Petit exercice 1 |
Traduisez en anglais cette phrase du texte choisi sur Linda Wallander : « La nouvelle génération prend le relais. »

Texte choisi |
Une subtile passation s’opère ainsi. Linda habite provisoirement avec son père. Elle n’a pas encore reçu son badge de policier. Lui piétine dans son enquête criminelle. Sans le décider vraiment, Linda entame une enquête parallèle. Mue par une énergie toute fraîche et un incontestable don de limier, elle trouve la meilleur piste. Dans la course au criminel, Linda coiffe Kurt au poteau. La nouvelle génération prend le relais. Signe des temps, les projets criminels déjoués par Linda sont l’œuvre de terroristes chrétiens. Elle clôt son enquête en septembre 2001, avant les premiers signes de l’hiver. Avant le gel. Kurt Wallander lui laisse volontiers la place. Linda Wallander devient aspirant policier le 11 septembre.

Décidément, Mankell reste le maître du jeu. Il soustrait un personnage auquel sont attachés des millions de lecteurs pour un autre à la fois proche et différent. Devant une telle manœuvre, on est a priori dubitatif. Mais Mankell ne bouleverse pas la recette. Il ajoute des ingrédients, en retire d’autres, en douceur. La dernière page tournée, on éprouve une sensation aiguë de fraîcheur, de rajeunissement. Linda devient notre accompagnatrice dans le monde Wallander, qui a changé de prénom.

Données sources |
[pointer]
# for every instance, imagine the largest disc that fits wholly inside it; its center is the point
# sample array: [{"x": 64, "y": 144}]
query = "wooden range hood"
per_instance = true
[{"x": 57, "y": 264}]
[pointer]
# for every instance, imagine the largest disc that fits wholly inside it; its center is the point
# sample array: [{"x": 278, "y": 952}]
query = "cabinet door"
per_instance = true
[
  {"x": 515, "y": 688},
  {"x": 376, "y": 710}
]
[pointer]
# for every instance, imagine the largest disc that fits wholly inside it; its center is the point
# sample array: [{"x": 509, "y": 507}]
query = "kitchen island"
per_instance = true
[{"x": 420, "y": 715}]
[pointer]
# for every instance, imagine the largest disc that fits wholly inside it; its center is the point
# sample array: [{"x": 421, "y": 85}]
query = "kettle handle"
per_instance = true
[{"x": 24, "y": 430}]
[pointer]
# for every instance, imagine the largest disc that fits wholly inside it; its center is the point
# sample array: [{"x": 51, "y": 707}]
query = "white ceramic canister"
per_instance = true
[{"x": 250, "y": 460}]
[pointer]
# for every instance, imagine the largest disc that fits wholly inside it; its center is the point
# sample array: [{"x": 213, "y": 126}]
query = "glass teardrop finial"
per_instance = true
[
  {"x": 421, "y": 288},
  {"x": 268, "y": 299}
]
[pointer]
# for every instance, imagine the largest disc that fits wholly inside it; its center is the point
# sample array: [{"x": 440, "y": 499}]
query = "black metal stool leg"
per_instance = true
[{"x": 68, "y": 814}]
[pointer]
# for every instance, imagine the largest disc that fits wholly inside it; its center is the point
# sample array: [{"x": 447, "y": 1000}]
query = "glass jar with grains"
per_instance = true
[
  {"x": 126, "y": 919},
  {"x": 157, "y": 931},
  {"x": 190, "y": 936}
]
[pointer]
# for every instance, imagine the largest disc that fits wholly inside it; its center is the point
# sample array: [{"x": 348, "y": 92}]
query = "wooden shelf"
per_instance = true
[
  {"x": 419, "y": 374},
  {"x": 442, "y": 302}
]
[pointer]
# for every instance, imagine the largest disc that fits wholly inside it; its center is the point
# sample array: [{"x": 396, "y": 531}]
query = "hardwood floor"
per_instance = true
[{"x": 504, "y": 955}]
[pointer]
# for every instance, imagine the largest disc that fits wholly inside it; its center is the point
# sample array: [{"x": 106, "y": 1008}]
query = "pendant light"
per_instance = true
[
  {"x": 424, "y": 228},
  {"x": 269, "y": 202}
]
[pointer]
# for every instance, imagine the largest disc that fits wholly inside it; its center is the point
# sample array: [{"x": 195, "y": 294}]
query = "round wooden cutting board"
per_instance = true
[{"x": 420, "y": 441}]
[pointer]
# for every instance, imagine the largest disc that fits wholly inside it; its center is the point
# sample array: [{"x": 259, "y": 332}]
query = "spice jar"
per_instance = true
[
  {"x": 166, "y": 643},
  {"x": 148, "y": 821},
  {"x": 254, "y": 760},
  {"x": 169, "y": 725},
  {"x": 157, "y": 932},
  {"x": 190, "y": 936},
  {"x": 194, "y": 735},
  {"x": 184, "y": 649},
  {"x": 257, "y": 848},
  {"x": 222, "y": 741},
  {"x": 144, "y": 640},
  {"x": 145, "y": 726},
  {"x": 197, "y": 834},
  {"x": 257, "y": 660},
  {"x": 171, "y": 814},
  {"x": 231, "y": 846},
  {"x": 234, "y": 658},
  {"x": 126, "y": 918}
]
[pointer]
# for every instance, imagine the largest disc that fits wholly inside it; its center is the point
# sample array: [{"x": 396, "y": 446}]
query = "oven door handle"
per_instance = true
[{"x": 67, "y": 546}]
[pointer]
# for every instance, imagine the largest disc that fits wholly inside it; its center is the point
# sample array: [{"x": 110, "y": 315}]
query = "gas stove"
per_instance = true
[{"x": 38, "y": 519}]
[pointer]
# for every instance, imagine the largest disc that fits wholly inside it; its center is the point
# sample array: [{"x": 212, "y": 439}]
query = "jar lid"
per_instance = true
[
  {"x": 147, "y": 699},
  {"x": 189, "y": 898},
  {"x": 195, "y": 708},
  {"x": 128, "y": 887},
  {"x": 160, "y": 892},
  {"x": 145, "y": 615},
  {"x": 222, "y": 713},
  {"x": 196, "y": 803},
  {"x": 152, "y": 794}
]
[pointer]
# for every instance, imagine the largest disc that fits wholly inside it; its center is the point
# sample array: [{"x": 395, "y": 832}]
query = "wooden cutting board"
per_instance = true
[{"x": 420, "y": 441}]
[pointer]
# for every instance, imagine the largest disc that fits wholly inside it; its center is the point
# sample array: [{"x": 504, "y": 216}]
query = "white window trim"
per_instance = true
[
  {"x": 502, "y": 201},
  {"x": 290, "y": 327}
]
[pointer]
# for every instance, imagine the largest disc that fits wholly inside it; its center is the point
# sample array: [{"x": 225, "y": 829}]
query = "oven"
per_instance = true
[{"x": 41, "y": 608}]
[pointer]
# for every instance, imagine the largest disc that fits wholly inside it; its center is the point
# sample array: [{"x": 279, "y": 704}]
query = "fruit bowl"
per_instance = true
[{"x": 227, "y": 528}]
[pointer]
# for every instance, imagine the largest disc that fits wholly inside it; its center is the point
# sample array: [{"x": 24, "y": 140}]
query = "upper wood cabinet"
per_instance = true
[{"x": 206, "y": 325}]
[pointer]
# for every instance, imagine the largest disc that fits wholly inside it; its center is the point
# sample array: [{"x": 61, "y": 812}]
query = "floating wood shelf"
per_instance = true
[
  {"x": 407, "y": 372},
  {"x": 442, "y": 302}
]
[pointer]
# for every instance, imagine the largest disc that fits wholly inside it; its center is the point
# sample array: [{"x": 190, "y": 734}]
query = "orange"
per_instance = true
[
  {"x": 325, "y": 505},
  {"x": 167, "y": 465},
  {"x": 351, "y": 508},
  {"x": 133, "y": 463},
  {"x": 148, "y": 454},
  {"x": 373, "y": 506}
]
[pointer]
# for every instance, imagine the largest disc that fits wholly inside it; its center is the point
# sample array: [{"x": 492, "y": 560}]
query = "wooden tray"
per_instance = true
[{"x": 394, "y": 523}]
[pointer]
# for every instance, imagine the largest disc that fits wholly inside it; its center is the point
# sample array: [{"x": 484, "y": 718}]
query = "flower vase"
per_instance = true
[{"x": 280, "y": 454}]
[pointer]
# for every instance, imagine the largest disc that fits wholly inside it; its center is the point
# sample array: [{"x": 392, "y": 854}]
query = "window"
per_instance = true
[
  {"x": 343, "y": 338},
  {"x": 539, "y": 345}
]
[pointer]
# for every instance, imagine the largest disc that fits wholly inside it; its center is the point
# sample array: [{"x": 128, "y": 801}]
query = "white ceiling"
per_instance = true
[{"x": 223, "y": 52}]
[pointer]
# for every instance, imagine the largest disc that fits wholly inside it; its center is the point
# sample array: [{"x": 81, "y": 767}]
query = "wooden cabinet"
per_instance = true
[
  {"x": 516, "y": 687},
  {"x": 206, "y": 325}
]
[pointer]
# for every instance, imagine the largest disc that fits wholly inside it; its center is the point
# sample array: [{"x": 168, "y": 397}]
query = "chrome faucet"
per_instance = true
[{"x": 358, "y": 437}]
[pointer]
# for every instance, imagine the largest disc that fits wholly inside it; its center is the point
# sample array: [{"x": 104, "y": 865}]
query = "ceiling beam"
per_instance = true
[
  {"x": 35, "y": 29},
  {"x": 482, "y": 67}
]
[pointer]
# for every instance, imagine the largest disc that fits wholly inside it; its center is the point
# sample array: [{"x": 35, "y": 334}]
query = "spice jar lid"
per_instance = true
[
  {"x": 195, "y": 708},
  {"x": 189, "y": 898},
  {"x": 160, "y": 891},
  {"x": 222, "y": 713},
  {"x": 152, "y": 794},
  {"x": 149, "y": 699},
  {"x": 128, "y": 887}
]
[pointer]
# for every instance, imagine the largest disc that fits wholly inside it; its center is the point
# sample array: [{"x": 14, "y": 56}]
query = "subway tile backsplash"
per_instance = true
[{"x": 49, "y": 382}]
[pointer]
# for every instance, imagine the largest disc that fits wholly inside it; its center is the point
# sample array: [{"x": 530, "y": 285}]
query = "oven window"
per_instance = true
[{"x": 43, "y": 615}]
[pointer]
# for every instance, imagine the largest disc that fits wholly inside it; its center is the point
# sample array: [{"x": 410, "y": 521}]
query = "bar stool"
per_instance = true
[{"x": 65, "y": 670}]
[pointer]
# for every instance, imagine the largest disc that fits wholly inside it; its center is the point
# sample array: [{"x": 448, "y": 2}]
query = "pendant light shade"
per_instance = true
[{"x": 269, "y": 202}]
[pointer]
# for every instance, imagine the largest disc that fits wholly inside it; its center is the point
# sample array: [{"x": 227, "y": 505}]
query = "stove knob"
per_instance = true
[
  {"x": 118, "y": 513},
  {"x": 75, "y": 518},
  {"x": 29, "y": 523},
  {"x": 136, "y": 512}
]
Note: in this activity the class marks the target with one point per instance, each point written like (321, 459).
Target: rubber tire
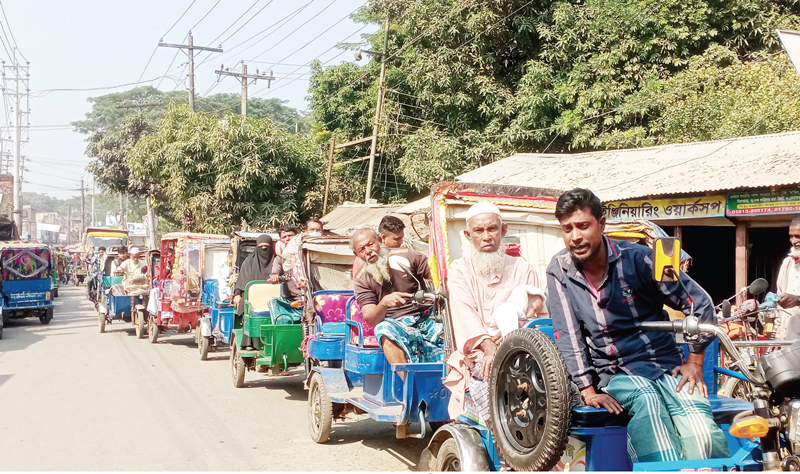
(736, 388)
(320, 410)
(141, 329)
(448, 458)
(202, 344)
(557, 410)
(237, 366)
(152, 330)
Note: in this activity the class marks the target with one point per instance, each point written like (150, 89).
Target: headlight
(793, 425)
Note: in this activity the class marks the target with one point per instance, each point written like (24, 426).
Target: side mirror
(725, 307)
(666, 259)
(758, 286)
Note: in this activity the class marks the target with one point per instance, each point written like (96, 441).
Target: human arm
(568, 330)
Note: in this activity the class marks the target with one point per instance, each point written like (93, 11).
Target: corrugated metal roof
(738, 163)
(351, 215)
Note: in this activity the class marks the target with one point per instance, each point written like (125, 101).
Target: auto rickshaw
(116, 303)
(217, 293)
(182, 269)
(533, 423)
(27, 285)
(274, 328)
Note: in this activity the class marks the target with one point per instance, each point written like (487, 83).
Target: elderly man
(479, 283)
(789, 285)
(405, 331)
(600, 291)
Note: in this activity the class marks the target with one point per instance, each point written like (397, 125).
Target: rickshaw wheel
(320, 410)
(237, 366)
(152, 330)
(529, 401)
(448, 458)
(202, 344)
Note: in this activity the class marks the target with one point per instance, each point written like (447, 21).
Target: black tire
(152, 330)
(202, 344)
(320, 410)
(529, 376)
(237, 366)
(448, 458)
(737, 388)
(141, 325)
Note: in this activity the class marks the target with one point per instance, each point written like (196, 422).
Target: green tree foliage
(470, 82)
(226, 172)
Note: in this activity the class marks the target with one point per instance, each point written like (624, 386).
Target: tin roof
(737, 163)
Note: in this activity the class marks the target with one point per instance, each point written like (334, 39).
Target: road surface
(74, 399)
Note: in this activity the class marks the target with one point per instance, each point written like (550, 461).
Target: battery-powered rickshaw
(533, 423)
(182, 268)
(27, 285)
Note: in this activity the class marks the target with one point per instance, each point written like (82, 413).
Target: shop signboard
(753, 203)
(662, 209)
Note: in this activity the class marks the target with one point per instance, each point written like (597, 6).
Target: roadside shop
(729, 201)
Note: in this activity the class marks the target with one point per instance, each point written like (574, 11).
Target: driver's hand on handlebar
(396, 299)
(787, 301)
(600, 400)
(691, 376)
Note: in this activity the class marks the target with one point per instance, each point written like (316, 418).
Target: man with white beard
(479, 283)
(789, 285)
(404, 330)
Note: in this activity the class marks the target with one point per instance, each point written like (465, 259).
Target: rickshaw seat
(361, 332)
(260, 293)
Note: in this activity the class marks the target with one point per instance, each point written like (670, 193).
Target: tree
(223, 174)
(471, 82)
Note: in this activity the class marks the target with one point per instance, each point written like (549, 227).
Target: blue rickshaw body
(605, 435)
(361, 377)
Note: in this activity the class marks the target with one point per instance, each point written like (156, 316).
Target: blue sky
(81, 44)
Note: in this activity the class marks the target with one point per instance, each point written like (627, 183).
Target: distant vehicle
(99, 237)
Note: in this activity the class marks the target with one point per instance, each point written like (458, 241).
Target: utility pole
(378, 110)
(331, 149)
(83, 210)
(245, 79)
(191, 49)
(69, 226)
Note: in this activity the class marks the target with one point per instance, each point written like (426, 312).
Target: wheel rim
(523, 401)
(316, 409)
(451, 463)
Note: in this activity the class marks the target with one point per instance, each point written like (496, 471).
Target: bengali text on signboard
(748, 203)
(661, 209)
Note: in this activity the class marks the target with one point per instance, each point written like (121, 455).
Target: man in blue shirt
(599, 293)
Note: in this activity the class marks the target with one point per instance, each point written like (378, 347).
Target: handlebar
(691, 328)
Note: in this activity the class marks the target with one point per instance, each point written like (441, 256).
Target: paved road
(74, 399)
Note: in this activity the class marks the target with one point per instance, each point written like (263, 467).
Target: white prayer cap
(482, 208)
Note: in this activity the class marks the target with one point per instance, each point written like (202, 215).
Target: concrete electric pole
(191, 49)
(245, 79)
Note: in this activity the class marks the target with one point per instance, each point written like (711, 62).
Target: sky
(87, 44)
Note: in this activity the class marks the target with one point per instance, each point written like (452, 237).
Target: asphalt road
(74, 399)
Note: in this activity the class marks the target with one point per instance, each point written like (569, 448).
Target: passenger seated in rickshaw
(484, 286)
(599, 293)
(405, 331)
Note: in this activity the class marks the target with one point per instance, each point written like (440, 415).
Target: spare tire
(529, 401)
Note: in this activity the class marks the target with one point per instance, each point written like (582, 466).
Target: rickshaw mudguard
(472, 451)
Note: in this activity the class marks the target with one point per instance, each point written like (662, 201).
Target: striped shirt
(598, 330)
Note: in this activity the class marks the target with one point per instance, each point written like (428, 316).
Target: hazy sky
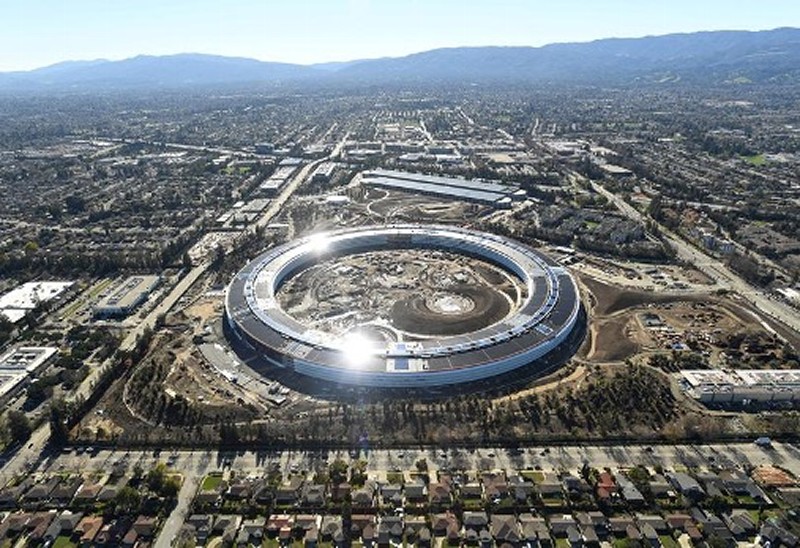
(36, 33)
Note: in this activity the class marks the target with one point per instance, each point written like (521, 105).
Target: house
(416, 492)
(574, 537)
(712, 483)
(9, 496)
(276, 522)
(550, 488)
(365, 496)
(87, 529)
(619, 525)
(288, 493)
(39, 494)
(742, 520)
(424, 537)
(679, 522)
(630, 492)
(201, 524)
(390, 529)
(331, 530)
(777, 535)
(239, 490)
(504, 528)
(560, 524)
(314, 495)
(495, 486)
(340, 492)
(107, 493)
(65, 522)
(145, 527)
(661, 488)
(474, 524)
(306, 526)
(439, 494)
(263, 493)
(444, 523)
(392, 495)
(589, 536)
(592, 524)
(471, 491)
(65, 491)
(606, 481)
(534, 531)
(251, 532)
(87, 494)
(17, 523)
(574, 486)
(650, 535)
(686, 485)
(38, 526)
(414, 524)
(226, 526)
(655, 521)
(520, 488)
(363, 526)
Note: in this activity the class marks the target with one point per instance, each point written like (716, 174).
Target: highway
(721, 274)
(195, 464)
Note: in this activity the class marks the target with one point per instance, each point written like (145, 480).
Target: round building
(544, 312)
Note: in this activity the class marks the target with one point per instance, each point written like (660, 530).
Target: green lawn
(210, 483)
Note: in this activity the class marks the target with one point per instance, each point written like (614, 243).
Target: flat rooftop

Petit exercice 2 |
Recopiez à l'identique, s'il vous plaît, les lignes de données depuis celle qui contient « like (582, 466). » jusqu'à la fin, ces deux lignes comprises, en omettant les images.

Réponse 1 |
The new generation takes over.

Réponse 2 |
Note: in this activity the class marks the target with one point per instance, each point written like (582, 466).
Target: rickshaw mudguard
(472, 451)
Note: in this activity the class marks the target with one point per instance, each point written like (662, 201).
Target: striped shirt
(598, 330)
Note: in this activity the class marks the target with one point per instance, each point written like (428, 316).
Target: hazy sky
(36, 33)
Note: in this activity the class marks the target with one point per instance, each point written like (521, 105).
Target: house
(416, 492)
(574, 537)
(712, 483)
(9, 496)
(276, 522)
(550, 488)
(365, 496)
(87, 529)
(619, 525)
(288, 493)
(39, 494)
(742, 520)
(424, 537)
(679, 522)
(630, 492)
(201, 524)
(390, 529)
(331, 530)
(777, 535)
(239, 490)
(504, 528)
(560, 524)
(314, 495)
(495, 486)
(340, 492)
(107, 493)
(65, 522)
(145, 527)
(661, 488)
(474, 524)
(306, 526)
(439, 494)
(263, 493)
(444, 523)
(392, 495)
(589, 536)
(592, 524)
(471, 491)
(65, 491)
(606, 481)
(534, 531)
(251, 532)
(87, 494)
(17, 523)
(574, 486)
(650, 535)
(686, 485)
(38, 526)
(414, 524)
(226, 526)
(655, 521)
(520, 488)
(363, 526)
Note: in this activity the class marks the target with one point per instance, each point written like (716, 174).
Target: highway
(721, 274)
(195, 464)
Note: in this activity the class marks the target with one point per instance, each point written like (145, 480).
Target: round building
(544, 312)
Note: in this activity the class marks the target with one point per instance, each point written like (660, 530).
Target: green lawn
(210, 483)
Note: in this activity the class marks the target with one point per instance, each point written like (614, 243).
Target: flat rooftop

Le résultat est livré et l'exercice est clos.